EXERCISE
Pick out every line of the listing below that contains the string "mark", treating uppercase and lowercase as distinct, and copy each such line in full.

AVAILABLE DATA
_ _ _ _ _

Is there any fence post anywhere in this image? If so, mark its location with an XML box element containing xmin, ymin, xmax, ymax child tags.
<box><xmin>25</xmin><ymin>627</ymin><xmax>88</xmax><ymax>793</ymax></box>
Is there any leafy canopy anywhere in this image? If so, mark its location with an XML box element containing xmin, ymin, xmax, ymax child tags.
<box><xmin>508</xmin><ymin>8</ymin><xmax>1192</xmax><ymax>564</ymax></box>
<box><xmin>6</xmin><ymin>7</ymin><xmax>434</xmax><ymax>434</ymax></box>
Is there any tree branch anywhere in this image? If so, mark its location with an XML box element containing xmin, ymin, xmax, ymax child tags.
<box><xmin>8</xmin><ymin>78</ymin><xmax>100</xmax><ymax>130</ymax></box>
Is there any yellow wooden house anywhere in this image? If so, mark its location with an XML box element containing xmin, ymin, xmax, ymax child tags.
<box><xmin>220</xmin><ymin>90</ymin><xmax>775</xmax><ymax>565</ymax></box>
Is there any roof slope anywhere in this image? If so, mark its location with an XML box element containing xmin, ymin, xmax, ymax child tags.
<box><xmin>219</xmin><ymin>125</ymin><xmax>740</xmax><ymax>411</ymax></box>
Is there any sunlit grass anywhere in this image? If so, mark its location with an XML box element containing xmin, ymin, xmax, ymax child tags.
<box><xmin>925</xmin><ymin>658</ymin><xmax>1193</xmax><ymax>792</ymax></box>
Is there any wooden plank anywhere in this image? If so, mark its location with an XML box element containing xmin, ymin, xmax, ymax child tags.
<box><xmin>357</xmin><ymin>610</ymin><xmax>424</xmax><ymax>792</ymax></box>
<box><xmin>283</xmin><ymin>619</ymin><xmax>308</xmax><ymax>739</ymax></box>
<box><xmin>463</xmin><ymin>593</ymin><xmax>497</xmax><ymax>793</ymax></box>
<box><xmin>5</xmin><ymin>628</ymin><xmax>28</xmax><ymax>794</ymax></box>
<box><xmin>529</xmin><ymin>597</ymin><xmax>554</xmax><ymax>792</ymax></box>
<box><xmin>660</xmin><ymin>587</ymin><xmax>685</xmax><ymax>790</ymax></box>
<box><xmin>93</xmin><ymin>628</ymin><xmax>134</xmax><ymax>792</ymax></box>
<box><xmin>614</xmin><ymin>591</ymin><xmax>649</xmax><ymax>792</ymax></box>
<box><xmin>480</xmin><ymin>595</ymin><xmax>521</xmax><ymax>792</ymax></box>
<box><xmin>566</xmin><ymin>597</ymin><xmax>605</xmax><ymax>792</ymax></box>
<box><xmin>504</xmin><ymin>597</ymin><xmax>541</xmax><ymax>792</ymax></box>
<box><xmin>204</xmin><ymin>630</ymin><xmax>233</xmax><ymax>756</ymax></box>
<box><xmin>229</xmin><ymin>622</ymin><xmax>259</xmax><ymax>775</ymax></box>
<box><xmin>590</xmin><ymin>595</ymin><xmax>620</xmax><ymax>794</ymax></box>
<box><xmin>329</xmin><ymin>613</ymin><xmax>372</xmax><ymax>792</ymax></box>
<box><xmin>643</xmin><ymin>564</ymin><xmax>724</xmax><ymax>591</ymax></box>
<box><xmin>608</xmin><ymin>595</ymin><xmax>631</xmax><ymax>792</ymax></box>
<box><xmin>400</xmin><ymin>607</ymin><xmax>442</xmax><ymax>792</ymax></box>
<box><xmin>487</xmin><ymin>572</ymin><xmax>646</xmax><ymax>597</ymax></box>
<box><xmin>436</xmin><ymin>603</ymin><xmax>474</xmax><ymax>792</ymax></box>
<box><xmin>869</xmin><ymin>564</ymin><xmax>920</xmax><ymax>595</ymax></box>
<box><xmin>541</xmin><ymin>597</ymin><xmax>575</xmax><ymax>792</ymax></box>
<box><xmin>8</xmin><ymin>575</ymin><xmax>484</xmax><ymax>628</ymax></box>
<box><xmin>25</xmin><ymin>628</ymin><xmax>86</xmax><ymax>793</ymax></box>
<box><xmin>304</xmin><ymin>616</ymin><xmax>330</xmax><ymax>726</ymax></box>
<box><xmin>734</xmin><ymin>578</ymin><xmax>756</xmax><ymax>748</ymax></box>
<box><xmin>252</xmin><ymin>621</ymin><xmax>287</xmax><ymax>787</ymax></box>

_ _ _ _ _

ANSWER TO THE EXERCISE
Is there any fence post anywhere in this image? If so, mark its location with an XML box element containing xmin, ymin, xmax, ymax child tags.
Is there any leafy canopy anywhere in this image? If so, mark its location with an XML box element containing xmin, ymin, xmax, ymax child tags.
Is there any tree branch anywhere in this image? If so, mark its location with an XML box element containing xmin, ymin, xmax, ymax child tags.
Is there any yellow wooden house anywhere in this image? If so, mark its location with an XML box element containing xmin, ymin, xmax, ymax child tags.
Is there any roof slope anywhere in this image? If so, mark its location with an XML box element containing xmin, ymin, xmax, ymax child tags.
Is there any sunlit grass anywhere in this image? If so, mark its location with an XML box element containing xmin, ymin, xmax, ymax child tags.
Is there any wooden plank anywhere in this image? If so, mark its location with an XML box element containing xmin, ymin, xmax, ymax child tags.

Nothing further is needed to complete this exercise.